## PROBLEM TO WORK ON
Copy each line of the data beneath in which the word "head" appears.

## DATA SUPPLIED
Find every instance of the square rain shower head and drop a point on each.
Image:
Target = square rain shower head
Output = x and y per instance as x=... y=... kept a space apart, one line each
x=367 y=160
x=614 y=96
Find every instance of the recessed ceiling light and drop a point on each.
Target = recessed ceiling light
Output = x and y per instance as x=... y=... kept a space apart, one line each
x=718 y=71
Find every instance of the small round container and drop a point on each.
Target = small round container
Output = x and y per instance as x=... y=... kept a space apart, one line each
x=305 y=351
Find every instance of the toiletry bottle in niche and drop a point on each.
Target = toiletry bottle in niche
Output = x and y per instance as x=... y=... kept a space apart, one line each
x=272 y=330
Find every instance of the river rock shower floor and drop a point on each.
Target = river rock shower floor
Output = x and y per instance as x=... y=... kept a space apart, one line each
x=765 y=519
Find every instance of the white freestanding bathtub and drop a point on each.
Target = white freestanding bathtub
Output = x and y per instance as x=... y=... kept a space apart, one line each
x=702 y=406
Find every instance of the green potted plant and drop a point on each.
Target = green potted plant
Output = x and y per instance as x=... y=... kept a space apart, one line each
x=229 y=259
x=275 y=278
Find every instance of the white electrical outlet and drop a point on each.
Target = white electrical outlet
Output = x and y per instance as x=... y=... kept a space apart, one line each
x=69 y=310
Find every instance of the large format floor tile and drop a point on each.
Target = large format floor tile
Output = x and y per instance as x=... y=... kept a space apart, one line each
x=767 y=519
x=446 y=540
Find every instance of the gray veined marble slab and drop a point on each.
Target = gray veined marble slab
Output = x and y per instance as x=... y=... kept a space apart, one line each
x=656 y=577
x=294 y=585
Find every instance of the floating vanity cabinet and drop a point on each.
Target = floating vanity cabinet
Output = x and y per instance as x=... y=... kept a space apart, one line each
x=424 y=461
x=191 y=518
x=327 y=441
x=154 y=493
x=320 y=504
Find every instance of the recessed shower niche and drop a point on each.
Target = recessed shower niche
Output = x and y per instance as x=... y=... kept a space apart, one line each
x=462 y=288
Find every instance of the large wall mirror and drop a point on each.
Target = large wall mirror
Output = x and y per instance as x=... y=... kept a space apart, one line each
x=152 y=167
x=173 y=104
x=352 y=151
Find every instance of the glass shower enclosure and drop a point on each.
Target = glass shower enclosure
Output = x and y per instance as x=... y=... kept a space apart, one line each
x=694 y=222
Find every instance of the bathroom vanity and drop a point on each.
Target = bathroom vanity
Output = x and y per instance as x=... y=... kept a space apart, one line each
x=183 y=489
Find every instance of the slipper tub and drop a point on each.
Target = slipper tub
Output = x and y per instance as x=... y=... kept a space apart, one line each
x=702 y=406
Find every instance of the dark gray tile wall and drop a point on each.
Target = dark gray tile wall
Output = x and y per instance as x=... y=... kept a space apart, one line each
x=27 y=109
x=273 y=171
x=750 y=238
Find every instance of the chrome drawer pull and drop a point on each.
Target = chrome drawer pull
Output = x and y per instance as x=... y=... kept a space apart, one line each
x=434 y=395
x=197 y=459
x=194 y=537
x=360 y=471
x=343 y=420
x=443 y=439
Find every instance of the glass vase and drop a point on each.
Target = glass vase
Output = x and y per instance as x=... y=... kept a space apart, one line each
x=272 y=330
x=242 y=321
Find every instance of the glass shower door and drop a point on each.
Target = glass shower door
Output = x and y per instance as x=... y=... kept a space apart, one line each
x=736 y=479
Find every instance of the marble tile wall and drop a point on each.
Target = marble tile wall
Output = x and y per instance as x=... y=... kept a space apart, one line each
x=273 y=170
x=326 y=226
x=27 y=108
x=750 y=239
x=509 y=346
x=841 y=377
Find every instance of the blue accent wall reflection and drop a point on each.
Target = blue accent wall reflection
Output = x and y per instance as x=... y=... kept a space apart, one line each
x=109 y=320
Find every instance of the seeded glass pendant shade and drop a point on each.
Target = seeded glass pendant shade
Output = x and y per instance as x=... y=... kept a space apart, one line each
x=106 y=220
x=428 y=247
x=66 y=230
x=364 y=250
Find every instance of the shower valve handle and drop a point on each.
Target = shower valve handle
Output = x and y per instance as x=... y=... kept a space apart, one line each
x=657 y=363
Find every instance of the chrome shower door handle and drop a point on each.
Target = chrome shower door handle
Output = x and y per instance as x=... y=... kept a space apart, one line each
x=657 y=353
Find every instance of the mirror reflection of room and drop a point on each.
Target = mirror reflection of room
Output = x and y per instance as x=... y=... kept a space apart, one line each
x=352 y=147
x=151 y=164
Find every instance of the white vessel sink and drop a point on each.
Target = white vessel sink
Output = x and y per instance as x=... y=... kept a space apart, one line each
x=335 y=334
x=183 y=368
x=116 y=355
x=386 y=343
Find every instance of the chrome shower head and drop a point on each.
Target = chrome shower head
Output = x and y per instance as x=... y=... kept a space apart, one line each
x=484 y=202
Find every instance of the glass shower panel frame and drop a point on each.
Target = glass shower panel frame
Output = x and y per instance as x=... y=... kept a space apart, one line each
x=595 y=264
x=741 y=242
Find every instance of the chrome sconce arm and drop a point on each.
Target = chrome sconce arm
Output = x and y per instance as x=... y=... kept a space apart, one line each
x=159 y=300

## RESULT OF THE EXERCISE
Find every instance of the square rain shower head and drop a point on each.
Target = square rain shower head
Find every instance of the chrome shower head and drop a point on each.
Target = chrome shower head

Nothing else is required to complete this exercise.